### INSTRUCTION A
Return everything in the textbook review from "The book by" down to "for further reading.", copied word for word.

Palgrave Macmillan has published a textbook of economic methodology by Marcel Boumans and John B. Davis entitled Economic Methodology. Understanding Economics As A Science.[i] In the “Preface,” the authors say that this work, built on the experience of many colleagues, “is the product of a decade of teaching economic methodology at the University of Amsterdam” (p. x). I will add that, as far as I know, this is either one of very few or maybe even the first ever comprehensive textbook concerned exclusively with this new field of economics, fully established only in the eighth decade of the 20th century and since then fast expanding, i. e., the methodology of economics.[ii]

            The book by Boumans and Davis consists of seven chapters. In the first six chapters, the authors describe the development of the philosophy of science and, in this context, the development of economic methodology, from logical positivists to the rhetoric approach à la Deirdre N. McCloskey popular at the beginning of the 21st century. The seventh and last chapter spoils the logic of this analysis, organized along both historical and conceptual lines, because it has a special status and concerns value judgments in economics.[iii] At the end of every chapter, three short sections are located, which extend the discussion and make it more detailed. All chapters also include review questions and suggestions for further reading.

### INSTRUCTION B
Count the lines of the records that contain the word "along", and reply with that number alone.

### EXERCISE INPUTS

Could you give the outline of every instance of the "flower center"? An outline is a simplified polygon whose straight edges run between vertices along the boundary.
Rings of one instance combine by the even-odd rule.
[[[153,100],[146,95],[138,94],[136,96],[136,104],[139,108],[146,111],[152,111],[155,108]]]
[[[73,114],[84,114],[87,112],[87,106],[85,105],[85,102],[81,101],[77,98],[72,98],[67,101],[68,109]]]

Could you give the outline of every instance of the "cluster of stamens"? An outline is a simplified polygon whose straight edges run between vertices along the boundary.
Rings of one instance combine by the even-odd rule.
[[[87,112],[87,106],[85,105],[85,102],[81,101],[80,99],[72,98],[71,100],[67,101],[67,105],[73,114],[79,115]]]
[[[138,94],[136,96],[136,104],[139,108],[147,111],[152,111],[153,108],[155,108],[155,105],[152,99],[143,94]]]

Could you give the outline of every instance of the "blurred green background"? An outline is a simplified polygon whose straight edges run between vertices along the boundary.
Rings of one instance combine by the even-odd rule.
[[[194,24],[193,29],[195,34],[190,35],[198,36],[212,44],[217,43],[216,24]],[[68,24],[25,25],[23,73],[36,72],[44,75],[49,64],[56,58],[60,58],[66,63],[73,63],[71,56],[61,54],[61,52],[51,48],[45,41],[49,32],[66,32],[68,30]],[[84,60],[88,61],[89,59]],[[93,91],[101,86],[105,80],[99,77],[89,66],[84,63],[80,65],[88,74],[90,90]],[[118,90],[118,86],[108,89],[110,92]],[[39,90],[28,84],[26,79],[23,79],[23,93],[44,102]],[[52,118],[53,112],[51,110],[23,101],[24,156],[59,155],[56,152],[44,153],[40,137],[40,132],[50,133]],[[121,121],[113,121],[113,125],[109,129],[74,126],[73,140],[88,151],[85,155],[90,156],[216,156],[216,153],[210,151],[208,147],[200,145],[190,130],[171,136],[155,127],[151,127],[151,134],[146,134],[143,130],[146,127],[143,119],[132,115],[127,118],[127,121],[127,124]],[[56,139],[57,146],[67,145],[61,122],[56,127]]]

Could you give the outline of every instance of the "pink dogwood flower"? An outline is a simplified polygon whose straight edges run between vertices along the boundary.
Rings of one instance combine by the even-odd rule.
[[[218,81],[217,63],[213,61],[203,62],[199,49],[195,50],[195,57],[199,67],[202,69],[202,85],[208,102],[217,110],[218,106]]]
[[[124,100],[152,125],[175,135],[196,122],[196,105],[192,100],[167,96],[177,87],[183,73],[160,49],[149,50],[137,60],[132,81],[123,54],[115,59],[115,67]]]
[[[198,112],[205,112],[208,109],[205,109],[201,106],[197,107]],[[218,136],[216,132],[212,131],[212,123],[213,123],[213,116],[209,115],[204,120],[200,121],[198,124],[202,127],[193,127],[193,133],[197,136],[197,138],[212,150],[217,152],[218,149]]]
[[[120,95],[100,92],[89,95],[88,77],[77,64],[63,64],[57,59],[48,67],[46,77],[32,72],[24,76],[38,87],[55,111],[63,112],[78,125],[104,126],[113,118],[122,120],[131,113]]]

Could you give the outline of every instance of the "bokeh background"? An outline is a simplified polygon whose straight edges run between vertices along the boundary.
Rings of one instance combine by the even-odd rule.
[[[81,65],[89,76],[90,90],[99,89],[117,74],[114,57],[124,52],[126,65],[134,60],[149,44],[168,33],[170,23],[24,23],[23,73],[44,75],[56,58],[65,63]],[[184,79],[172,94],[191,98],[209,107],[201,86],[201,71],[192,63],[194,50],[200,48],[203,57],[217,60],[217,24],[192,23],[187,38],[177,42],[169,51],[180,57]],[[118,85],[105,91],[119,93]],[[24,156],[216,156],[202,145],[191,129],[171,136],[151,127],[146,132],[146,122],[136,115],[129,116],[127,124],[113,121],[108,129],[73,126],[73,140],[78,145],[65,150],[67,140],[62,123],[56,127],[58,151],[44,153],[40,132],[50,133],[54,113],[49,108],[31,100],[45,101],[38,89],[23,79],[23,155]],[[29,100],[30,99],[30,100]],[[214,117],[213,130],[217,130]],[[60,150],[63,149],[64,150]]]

### FINAL ANSWER A
The book by Boumans and Davis consists of seven chapters. In the first six chapters, the authors describe the development of the philosophy of science and, in this context, the development of economic methodology, from logical positivists to the rhetoric approach à la Deirdre N. McCloskey popular at the beginning of the 21st century. The seventh and last chapter spoils the logic of this analysis, organized along both historical and conceptual lines, because it has a special status and concerns value judgments in economics.[iii] At the end of every chapter, three short sections are located, which extend the discussion and make it more detailed. All chapters also include review questions and suggestions for further reading.

### FINAL ANSWER B
5